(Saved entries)
· · ·

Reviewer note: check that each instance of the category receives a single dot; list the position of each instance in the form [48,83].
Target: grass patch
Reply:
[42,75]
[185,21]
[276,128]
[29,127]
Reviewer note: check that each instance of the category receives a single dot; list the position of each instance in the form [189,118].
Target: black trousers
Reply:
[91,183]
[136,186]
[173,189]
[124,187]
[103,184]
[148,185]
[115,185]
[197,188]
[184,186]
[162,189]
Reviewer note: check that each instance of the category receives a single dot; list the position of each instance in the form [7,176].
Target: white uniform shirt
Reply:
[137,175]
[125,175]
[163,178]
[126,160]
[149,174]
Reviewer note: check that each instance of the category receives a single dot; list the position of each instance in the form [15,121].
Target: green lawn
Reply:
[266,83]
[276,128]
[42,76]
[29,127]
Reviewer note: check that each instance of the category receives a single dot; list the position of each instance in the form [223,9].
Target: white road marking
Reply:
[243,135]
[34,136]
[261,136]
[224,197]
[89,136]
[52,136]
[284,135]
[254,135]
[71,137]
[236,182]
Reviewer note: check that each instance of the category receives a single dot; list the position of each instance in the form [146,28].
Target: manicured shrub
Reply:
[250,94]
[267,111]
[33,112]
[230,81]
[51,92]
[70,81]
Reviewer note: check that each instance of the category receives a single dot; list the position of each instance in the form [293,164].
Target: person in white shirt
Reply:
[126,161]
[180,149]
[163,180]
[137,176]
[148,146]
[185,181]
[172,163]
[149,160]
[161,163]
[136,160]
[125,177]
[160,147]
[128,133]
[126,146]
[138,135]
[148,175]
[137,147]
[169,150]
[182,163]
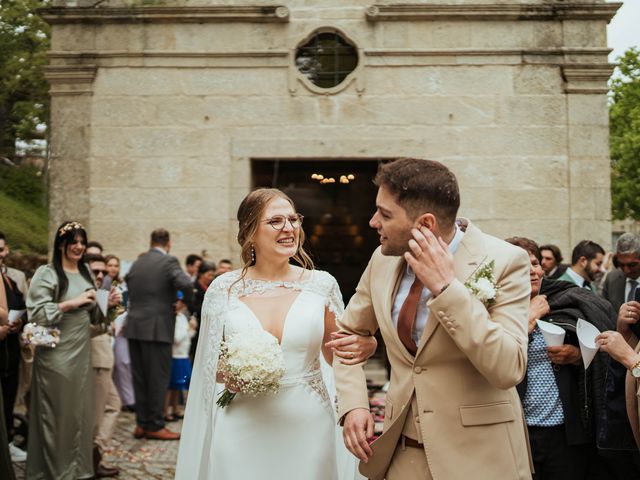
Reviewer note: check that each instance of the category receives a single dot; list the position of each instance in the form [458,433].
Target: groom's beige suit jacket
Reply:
[457,395]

· · ·

[Your goal]:
Copy each line above exactly. Images do not belong in the copy.

[Task answer]:
Reviewer note: check that each instance of the category receives a single dot; list the position of each instance in the form [48,83].
Target: grass patch
Reply:
[42,75]
[185,21]
[276,128]
[29,127]
Reviewer note: check that each instance of the category receives a single dot; list the position of each instance in the form [189,118].
Target: black trousers
Reply:
[91,183]
[136,186]
[173,189]
[124,187]
[103,184]
[148,185]
[115,185]
[197,188]
[184,186]
[162,189]
Reviewer note: check that each instance of the category receives a single dot; list the position of each instance in the form [7,176].
Target: white uniform shirt
Reply:
[137,175]
[125,175]
[163,178]
[126,160]
[149,174]
Reviewer note: check that each instance of the category receives a single dot; list the position of each instance in the form [15,121].
Target: green lawn
Reply:
[266,83]
[276,128]
[42,76]
[29,127]
Reviewer note: check that each instance of the category receives a single dot; list the position of each instance in the form [223,9].
Target: white road marking
Reply:
[243,135]
[34,136]
[261,136]
[224,197]
[89,136]
[52,136]
[284,135]
[254,135]
[71,137]
[236,182]
Reviewer note: check that each instance of the category receives a single dot; list the position of each instance in the form [146,28].
Target: manicured shrub
Reply:
[250,94]
[267,111]
[33,112]
[230,81]
[51,92]
[70,81]
Reviewer note: check that each instance of the category receives a single dot; list the position of each instance in the form [293,164].
Target: person in white shirt
Reply:
[126,161]
[180,149]
[163,180]
[137,176]
[148,146]
[185,181]
[172,163]
[149,160]
[161,163]
[136,160]
[125,177]
[160,147]
[128,133]
[126,146]
[138,135]
[148,175]
[137,147]
[169,150]
[182,163]
Reviewer note: check that each instance of the category receives a single dot; list the position of each instance in the form [458,433].
Target: groom's beige suit jacket
Reply:
[457,395]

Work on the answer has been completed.